This was Lisa Unger‘s first novel that came out a few years ago and since then, she’s released a few other books in the same suspense/thriller/mystery/whatever you want to call it genre. I will be putting her on my list of “must read more of his/her books” authors!
A new book was released last week from one of my favorite authors, Jodi Picoult. Unfortunately, the book isn’t available for the Kindle yet so I can’t read it. I refuse to pay $14-18 in a store when I can (eventually) get it for $9.99 for the Kindle. I guess I’ll just have to wait.
In the meantime, I thought I’d write about one of my favorite books of hers, “Plain Truth”.
This was the second Jodi Picoult book that I ever read (“My Sister’s Keeper” was the first) and it totally made me fall in love with her writing. In “Plain Truth”, a teenage Amish girl named Katie is accused of murdering her baby…. which she denies even ever giving birth to. Ellie is a lawyer who is familiar with the Amish and agrees to take on the case, even though Katie really doesn’t want her help. Throughout most of the book, you are asking yourself several questions: Was it really her baby? How did she get pregnant? How did the baby die? What really happened in that barn???
Ellie asks an “old friend” of hers, a psychiatrist, for assistance in determining what is truth and what is fiction and as Katie goes to trial, the real story comes out, piece by piece. During this whole process, Katie is being shunned by her Amish community (including her own father) and you learn a lot about the rules and values of the Amish people.

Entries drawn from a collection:
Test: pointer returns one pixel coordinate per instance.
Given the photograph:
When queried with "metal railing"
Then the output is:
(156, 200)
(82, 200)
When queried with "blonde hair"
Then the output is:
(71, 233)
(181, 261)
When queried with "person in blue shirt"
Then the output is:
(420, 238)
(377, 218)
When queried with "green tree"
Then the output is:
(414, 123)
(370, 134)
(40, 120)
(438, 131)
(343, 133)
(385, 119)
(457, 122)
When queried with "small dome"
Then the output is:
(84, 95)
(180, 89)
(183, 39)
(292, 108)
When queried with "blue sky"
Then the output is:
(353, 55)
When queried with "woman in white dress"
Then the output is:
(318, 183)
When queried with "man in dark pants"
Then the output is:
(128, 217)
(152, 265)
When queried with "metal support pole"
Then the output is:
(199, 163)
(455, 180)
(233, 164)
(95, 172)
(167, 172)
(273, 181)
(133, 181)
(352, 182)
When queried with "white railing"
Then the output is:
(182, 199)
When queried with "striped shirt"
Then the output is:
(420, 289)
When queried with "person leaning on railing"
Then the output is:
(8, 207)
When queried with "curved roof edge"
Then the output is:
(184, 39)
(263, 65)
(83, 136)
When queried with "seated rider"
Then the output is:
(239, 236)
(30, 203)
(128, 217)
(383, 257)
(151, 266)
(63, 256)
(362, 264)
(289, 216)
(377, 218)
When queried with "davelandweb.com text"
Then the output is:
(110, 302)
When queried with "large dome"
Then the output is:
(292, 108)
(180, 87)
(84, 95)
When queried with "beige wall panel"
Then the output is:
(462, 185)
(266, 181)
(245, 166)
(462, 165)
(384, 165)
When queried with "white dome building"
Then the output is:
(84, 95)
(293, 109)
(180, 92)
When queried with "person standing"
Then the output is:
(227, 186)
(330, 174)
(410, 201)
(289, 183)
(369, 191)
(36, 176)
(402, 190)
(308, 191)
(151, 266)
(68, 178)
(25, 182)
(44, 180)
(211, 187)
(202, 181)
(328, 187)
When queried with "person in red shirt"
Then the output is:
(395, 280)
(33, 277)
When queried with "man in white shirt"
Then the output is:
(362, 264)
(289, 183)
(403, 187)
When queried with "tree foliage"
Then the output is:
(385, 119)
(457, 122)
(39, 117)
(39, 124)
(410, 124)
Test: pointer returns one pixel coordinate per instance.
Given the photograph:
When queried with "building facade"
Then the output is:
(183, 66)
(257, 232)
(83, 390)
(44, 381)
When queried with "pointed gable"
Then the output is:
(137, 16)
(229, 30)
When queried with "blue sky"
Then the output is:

WORK INSTRUCTIONS:
(a) In the book blog excerpt, list each question the writer says you keep asking yourself through most of "Plain Truth", copied with its own punctuation.
(b) Transcribe the book blog excerpt from "In the meantime, I" up to and including "in that barn???".
Rely only on the book blog excerpt for everything that comes next.

RESPONSES TO THE TASKS:
(a)
Was it really her baby?
How did she get pregnant?
How did the baby die?
What really happened in that barn???

(b)
In the meantime, I thought I’d write about one of my favorite books of hers, “Plain Truth”.
This was the second Jodi Picoult book that I ever read (“My Sister’s Keeper” was the first) and it totally made me fall in love with her writing. In “Plain Truth”, a teenage Amish girl named Katie is accused of murdering her baby…. which she denies even ever giving birth to. Ellie is a lawyer who is familiar with the Amish and agrees to take on the case, even though Katie really doesn’t want her help. Throughout most of the book, you are asking yourself several questions: Was it really her baby? How did she get pregnant? How did the baby die? What really happened in that barn???